> [Short problem]
Rewrite the records from the line with "Where can the rope" through the end of the records, replacing "outline" with "boundary" and changing nothing else.

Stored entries
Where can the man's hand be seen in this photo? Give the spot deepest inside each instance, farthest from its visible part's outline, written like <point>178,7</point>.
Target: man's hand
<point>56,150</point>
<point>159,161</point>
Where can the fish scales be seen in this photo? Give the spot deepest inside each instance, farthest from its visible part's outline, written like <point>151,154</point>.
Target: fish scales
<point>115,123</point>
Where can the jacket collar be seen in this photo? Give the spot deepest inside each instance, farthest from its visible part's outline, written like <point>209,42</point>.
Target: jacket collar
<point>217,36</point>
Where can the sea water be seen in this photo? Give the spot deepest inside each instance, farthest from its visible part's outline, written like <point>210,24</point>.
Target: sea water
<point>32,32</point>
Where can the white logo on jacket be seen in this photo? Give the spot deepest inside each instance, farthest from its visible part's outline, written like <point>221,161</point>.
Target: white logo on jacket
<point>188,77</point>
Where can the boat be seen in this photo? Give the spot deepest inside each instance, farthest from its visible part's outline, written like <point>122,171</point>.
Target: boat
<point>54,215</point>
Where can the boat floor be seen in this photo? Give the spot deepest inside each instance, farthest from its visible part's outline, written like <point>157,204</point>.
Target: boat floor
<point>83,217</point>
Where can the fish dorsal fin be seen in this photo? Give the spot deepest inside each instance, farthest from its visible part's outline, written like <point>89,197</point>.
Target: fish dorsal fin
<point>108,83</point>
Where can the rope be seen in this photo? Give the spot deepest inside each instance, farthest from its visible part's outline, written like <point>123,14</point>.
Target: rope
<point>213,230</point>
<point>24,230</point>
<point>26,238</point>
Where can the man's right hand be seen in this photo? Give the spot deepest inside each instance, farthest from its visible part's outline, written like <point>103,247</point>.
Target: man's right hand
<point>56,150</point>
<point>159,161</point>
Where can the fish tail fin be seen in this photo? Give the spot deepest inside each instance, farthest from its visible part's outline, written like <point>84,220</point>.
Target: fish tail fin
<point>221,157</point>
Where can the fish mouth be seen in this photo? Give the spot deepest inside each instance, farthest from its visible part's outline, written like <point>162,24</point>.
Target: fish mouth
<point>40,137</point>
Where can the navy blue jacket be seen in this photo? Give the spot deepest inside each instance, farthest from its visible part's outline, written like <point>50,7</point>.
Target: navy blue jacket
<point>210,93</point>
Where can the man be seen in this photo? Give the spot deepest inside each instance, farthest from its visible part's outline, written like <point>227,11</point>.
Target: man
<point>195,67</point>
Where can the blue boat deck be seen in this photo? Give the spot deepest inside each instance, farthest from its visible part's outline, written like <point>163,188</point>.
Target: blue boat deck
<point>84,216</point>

> [Task response]
Where can the rope be seen in this photo? Give the spot deepest inside each instance, farthest from its visible part's boundary, written like <point>123,14</point>.
Target: rope
<point>213,230</point>
<point>24,230</point>
<point>26,238</point>
Where can the man's right hand be seen in this photo? Give the spot deepest inside each instance, farthest from its visible part's boundary, written like <point>103,247</point>.
Target: man's right hand
<point>56,150</point>
<point>159,161</point>
Where can the fish tail fin be seen in this photo? Give the spot deepest inside each instance, farthest from its visible part's boundary, written like <point>84,220</point>.
Target: fish tail fin
<point>221,157</point>
Where can the fish mouth be seen in this photo? Give the spot deepest inside each instance, farthest from its visible part's boundary, written like <point>162,24</point>.
Target: fish mouth
<point>40,137</point>
Where can the navy blue jacket be seen in this photo? Give the spot deepest inside each instance, farthest from its visible part's boundary, written like <point>50,7</point>.
Target: navy blue jacket
<point>210,93</point>
Where can the man be seen in this photo? Give the spot deepest inside each instance, farthest from its visible part's boundary, written like <point>227,11</point>.
Target: man
<point>195,67</point>
Where can the blue boat deck be seen in this photo? Give the spot deepest inside each instance, farthest from its visible part's boundary, written like <point>163,188</point>.
Target: blue boat deck
<point>84,216</point>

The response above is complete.